Solar cells are thin, wafer-like electricity-producing devices composed of various semiconducting materials that are arranged in various structures to produce solar cells for optimum performance. The material most commonly used is crystalline silicon. When light strikes the cell, a portion of its energy is transferred to the semiconductor. The energy causes electrons to begin moving and flowing freely.

Photovoltaic cells also have one or more electric fields that act to force electrons “freed” by light absorption to flow in a certain direction. This electron flow produces a current, and by placing metal contacts on the top and bottom of the solar cell, that current can be drawn off and used externally.

The electron flow forms the current, the cell’s electric field causes a voltage, and power is the product of the two. Now, since silicon is shiny, an antireflective coating is applied to the top of the cell to reduce reflection losses. Then, a glass cover plate protects the cell from the elements. Since a single PV cell typically produces 1-2 watts of power, they are connected to form modules, which is achieved by connecting several cells in a parallel series to create useful levels of voltage and current. They are then put in a frame with a glass cover and positive and negative terminals on the back.

MATERIAL SHOWN ->
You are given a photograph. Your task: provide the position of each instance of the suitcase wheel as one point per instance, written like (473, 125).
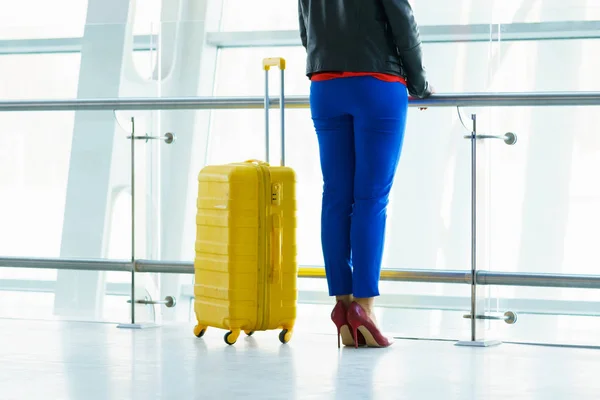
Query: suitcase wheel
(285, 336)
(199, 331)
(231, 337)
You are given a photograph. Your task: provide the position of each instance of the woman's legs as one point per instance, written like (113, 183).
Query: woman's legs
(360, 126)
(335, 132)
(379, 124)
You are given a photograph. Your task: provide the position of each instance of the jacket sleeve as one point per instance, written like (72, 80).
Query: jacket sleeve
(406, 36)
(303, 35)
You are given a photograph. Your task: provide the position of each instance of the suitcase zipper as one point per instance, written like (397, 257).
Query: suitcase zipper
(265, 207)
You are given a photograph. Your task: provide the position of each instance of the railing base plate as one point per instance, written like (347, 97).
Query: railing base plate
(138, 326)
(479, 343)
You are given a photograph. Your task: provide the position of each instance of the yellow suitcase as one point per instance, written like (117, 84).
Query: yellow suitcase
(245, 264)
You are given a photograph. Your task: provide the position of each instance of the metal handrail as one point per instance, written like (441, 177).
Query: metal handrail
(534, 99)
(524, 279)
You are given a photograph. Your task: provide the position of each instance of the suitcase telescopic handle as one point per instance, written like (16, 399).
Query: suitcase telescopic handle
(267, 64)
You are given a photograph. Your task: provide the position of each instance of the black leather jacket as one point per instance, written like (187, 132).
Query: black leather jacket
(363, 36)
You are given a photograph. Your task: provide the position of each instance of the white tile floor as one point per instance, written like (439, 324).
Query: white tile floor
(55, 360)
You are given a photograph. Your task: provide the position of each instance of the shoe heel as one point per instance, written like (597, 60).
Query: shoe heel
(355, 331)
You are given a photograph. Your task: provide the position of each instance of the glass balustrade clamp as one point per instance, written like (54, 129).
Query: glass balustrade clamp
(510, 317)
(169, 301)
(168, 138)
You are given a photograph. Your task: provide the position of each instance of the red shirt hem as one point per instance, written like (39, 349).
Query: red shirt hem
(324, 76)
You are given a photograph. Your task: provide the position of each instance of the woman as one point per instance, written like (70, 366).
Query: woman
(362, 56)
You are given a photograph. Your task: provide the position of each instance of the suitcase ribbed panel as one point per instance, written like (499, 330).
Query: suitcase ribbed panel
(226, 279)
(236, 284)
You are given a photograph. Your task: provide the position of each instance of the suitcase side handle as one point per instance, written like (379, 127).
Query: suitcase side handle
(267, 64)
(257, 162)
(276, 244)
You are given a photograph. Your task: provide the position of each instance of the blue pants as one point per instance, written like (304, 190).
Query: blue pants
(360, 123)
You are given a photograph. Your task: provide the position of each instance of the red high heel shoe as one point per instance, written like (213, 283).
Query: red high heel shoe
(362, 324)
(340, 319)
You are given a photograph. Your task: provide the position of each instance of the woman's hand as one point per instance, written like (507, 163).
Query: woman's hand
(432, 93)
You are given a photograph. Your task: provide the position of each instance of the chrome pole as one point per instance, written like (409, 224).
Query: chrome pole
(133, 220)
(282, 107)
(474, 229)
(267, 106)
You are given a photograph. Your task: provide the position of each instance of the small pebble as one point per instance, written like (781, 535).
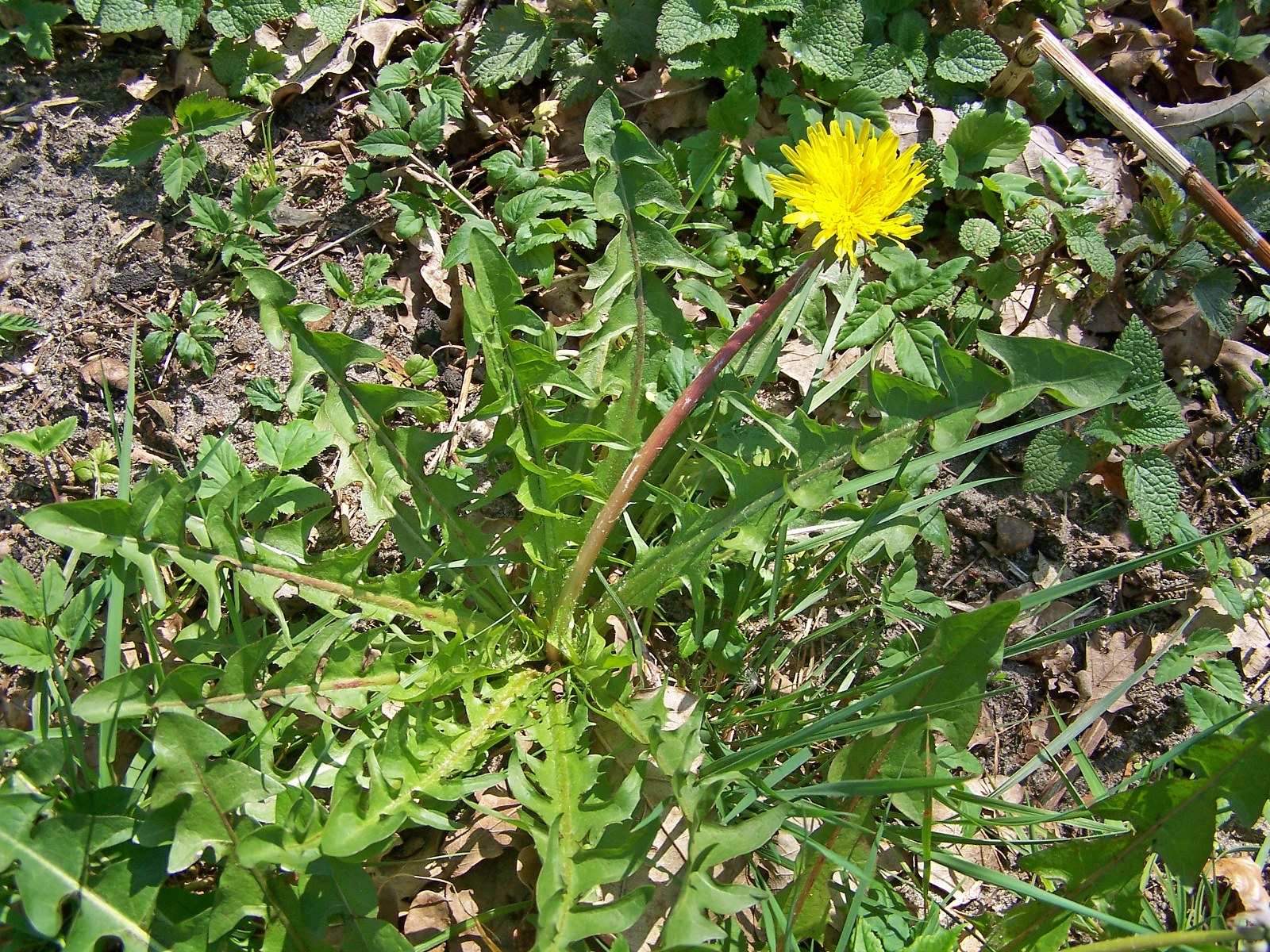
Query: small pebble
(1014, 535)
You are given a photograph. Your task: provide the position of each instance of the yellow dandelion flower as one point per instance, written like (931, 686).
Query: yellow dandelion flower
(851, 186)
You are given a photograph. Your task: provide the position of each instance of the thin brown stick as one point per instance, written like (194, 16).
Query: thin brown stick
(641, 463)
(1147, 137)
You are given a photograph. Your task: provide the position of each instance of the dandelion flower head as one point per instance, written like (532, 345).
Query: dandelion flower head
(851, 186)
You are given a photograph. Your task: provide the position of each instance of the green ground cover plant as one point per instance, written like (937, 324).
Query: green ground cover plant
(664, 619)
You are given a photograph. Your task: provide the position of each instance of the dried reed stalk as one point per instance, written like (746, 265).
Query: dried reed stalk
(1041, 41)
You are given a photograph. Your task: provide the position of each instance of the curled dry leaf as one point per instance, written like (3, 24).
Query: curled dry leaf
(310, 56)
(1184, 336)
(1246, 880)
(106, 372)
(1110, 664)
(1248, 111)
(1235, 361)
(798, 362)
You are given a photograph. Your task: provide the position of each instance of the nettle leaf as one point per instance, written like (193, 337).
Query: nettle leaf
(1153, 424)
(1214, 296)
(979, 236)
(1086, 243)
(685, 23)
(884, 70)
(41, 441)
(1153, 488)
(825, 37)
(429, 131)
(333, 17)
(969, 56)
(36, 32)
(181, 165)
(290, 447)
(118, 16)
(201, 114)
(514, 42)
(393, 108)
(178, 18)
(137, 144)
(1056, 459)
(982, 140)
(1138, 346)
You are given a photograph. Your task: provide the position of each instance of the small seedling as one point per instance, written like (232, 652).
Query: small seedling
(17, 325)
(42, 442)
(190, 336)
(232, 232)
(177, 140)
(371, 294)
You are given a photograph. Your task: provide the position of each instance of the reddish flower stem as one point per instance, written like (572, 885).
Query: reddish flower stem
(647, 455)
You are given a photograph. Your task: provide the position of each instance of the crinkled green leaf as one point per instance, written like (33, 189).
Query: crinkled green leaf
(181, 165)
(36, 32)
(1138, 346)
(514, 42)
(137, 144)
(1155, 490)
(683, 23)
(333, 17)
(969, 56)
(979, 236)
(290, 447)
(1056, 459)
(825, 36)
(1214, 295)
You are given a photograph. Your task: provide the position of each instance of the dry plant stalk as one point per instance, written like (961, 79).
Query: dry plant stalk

WHAT IS BEING ASKED -> Continue the passage on how solar cells produce electricity, starting after its final sentence. The entries play no part in what you are asked to do here.

EXERCISE OUTPUT ->
These modules are then combined to form arrays of different sizes and power output.
The size of an array depends on factors such as the amount of sunlight that reaches a particular region and consumer demand. The modules of an array, which resemble a large ice cube tray, make up the majority of a photovoltaic system. This system can also include mounting hardware, power conditioning equipment, and batteries that store solar energy for use when the sun isn’t shining.

To be effective, PV systems also require structures that can hold them and point them toward the sun, as well as components that will “condition” the direct-current electricity by converting it to alternate-current electricity to be stored for later use, usually in batteries. These items are referred to as the balance of system (BOS) components. Combining solar modules with these elements ultimately creates an entire PV system that can be used to meet the growing demand for renewable energy sources.